_TASK TO CARRY OUT_: Gather every line of the items that contains the word "airport", and copy each one out in full.

====

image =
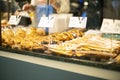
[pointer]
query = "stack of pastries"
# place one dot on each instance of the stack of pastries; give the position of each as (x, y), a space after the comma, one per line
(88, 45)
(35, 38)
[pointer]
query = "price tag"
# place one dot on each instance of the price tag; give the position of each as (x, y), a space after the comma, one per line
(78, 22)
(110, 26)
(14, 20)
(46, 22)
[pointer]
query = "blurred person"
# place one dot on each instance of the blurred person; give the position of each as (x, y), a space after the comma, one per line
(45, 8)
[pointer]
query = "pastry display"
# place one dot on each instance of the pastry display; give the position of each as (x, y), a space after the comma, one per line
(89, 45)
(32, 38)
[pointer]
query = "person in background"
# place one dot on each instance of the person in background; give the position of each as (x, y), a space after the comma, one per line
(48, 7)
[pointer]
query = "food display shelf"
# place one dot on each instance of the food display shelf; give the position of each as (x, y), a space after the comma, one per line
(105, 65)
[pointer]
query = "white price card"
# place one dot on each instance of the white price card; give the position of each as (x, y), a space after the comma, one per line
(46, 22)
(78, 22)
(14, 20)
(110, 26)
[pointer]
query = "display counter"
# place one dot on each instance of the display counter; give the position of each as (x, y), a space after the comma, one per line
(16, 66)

====

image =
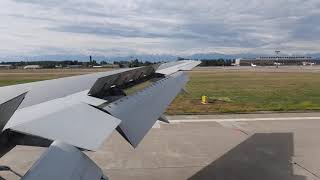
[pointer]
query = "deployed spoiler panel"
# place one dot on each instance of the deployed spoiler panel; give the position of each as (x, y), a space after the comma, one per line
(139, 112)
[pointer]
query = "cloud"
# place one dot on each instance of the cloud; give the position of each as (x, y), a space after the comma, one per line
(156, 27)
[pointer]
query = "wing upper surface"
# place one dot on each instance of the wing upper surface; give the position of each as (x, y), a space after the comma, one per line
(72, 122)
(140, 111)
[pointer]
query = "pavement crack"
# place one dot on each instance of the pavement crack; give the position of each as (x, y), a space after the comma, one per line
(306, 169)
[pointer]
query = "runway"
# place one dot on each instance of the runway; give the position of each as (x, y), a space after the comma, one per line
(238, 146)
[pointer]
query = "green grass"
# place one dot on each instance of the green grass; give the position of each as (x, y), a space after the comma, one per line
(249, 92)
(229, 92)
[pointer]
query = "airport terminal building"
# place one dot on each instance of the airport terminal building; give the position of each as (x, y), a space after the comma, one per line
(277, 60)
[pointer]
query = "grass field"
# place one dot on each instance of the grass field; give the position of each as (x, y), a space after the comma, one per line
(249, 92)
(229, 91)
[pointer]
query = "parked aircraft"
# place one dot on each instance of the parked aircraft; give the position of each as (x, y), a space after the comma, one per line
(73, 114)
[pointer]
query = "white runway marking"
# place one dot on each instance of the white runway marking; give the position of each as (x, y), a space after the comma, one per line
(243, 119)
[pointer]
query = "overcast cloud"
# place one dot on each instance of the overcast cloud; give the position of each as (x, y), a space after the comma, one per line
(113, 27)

====

_RESULT OF THIS EXERCISE_:
query = "airport terminal building"
# place one dot on each instance of the airport terminal building; give the position of each as (x, y), a space after the comma, one per line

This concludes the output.